STUDY TEXT:
Yesterday’s Washington Post had a dispiriting article about a draftee football player, Kyle Long, all six feet and 313 pounds of him. Kyle’s father is hall of famer Howie Long. Football runs in the Long family apparently, as Kyle is a third generation football player in his family. Kyle will be a new offensive lineman for the Chicago Bears this fall. He’s about to get paid big bucks to bash into other very big, very heavy and muscular men. And like his father Howie, the more he succeeds the more likely he is to be seriously maimed from football. His father has undergone thirteen surgeries due to his football career.
The NFL is concerned about all these injuries, many of them concussions, but of course not concerned enough to go out of business. No, it is trying to walk a fine line: protect players from injury, figure out better ways to treat injured players while doing its best to pretend that all those past injuries were not its fault and it has no particular liability beyond whatever severance contracts are in place with the unions. Few successful football players can avoid a concussion or two, so it’s likely that Kyle will deal with a few of them in his career. He is likely to be also encounter plenty of sprains, torn ligaments and broken bones. If he is like most “successful” football players he will spend his long and extended retirement somewhat crippled, in a lot of pain and consulting with a lot of doctors.

ACTIVITY 1: Reproduce everything in the passage on Kyle Long from "Yesterday’s Washington Post" down to "his football career.".
ACTIVITY 2: According to the passage on Kyle Long, how many surgeries has his father undergone because of his football career?

Image-grounded pointing records:

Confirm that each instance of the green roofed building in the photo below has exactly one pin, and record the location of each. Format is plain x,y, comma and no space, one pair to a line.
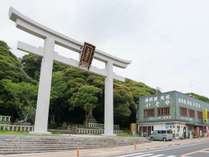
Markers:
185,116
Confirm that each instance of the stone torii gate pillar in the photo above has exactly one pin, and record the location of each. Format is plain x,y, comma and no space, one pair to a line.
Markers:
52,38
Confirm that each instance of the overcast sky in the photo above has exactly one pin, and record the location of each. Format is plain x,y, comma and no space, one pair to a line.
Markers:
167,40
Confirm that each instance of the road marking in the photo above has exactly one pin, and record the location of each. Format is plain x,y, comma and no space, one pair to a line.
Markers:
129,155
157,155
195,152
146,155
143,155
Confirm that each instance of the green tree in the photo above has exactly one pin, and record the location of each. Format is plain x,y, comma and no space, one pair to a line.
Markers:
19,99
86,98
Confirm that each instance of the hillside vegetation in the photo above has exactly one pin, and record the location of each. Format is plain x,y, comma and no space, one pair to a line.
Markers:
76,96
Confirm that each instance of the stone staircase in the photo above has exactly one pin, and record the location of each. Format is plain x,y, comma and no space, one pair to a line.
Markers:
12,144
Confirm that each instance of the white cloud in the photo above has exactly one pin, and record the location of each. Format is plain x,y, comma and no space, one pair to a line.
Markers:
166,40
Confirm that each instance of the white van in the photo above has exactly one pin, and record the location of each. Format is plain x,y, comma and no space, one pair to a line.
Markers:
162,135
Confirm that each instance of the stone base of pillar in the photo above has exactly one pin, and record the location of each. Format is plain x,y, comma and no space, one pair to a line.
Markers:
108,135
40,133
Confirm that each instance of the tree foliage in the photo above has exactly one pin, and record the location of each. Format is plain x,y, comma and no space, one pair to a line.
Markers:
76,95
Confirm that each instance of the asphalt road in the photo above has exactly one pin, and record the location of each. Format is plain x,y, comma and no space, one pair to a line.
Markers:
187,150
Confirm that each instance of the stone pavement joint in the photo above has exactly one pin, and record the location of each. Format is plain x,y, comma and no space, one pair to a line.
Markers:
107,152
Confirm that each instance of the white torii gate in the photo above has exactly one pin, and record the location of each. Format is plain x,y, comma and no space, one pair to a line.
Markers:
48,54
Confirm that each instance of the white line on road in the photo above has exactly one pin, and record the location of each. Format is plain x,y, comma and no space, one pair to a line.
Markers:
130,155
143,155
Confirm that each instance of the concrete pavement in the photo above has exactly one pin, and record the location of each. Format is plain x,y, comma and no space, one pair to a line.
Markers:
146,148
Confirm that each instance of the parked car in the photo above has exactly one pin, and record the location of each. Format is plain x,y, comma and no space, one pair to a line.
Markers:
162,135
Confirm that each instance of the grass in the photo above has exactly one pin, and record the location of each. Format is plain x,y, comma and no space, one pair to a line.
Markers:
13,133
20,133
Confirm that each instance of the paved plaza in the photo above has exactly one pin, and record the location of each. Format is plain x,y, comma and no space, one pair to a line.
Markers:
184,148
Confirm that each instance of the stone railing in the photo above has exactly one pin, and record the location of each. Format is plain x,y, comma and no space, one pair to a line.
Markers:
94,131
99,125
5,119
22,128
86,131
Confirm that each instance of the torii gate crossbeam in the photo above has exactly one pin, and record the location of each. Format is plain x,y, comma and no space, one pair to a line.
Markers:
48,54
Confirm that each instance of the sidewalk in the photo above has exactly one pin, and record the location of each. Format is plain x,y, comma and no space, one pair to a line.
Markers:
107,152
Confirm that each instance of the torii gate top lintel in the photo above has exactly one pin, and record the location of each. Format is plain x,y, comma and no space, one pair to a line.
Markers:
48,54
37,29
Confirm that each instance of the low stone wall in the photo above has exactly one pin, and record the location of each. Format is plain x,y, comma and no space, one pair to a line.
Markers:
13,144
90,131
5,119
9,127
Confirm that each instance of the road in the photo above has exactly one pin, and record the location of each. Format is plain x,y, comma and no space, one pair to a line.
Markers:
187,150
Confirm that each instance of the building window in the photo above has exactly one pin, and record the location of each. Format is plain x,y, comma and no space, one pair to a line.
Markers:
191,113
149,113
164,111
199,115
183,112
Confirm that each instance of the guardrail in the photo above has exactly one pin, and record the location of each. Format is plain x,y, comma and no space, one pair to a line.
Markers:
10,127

WRITTEN RESPONSE 1:
Yesterday’s Washington Post had a dispiriting article about a draftee football player, Kyle Long, all six feet and 313 pounds of him. Kyle’s father is hall of famer Howie Long. Football runs in the Long family apparently, as Kyle is a third generation football player in his family. Kyle will be a new offensive lineman for the Chicago Bears this fall. He’s about to get paid big bucks to bash into other very big, very heavy and muscular men. And like his father Howie, the more he succeeds the more likely he is to be seriously maimed from football. His father has undergone thirteen surgeries due to his football career.

WRITTEN RESPONSE 2: Thirteen.